◆ Excerpt to read ◆
========================================================================

Grain ethanol plant to run on wood ethanol

A Calgary company planning to use barley and pea crops to make ethanol in northeastern Saskatchewan now plans to add a second facility making wood-waste ethanol, in part to fire the first plant.

Prairie Green Renewable Energy in 2007 announced plans to build a 113 million-litre-per-year barley- and pea-based ethanol plant by mid-2010 at Hudson Bay, Sask., about 150 km east of Melfort.

The plant’s meal byproduct would be marketed to the livestock sector as a high-protein feed product, the company said.

But the company on Monday also announced it has signed a letter of intent with Rapid City, S.D. firm KL Energy to also build a 19 million-litre-per-year cellulose ethanol plant at the same site, with part of the cellulose ethanol output used to power the grain-based ethanol facility.

KL Energy said it is proving its cellulose ethanol production process using pine feedstocks at a commercial pilot plant at Upton, Wyoming, about 180 km west of Rapid City.

Prairie Green president Ernest Nycz said the Hudson Bay plant would use slash piles — that is, wood chips and wastes from sawmills and logging that are otherwise burned — as feedstock.

Nycz said the company is in talks with U.S. and Canadian buyers for its ethanol when the plant is up and producing. The cellulose ethanol it plans to produce could reduce carbon dioxide emissions by 90 per cent compared to conventional gasoline, KL Energy said Monday.

========================================================================

Dataset items:

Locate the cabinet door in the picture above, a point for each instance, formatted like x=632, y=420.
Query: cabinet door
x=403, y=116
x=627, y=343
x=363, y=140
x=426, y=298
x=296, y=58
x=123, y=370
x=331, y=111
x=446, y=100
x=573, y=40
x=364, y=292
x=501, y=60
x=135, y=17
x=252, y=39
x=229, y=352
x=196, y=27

========================================================================

◆ What you should do ◆
Say whether each statement agrees with the article about the ethanol plant, answering yes or no and quoting the deciding words. 1. The barley- and pea-based plant was planned to produce 113 million litres per year. 2. KL Energy's commercial pilot plant is located at Hudson Bay. 3. The meal byproduct would be marketed to the livestock sector. Rely only on the article about the ethanol plant.

◆ Output for this task ◆
1. Yes: "113 million-litre-per-year barley- and pea-based ethanol plant"
2. No: "at a commercial pilot plant at Upton, Wyoming"
3. Yes: "would be marketed to the livestock sector as a high-protein feed product"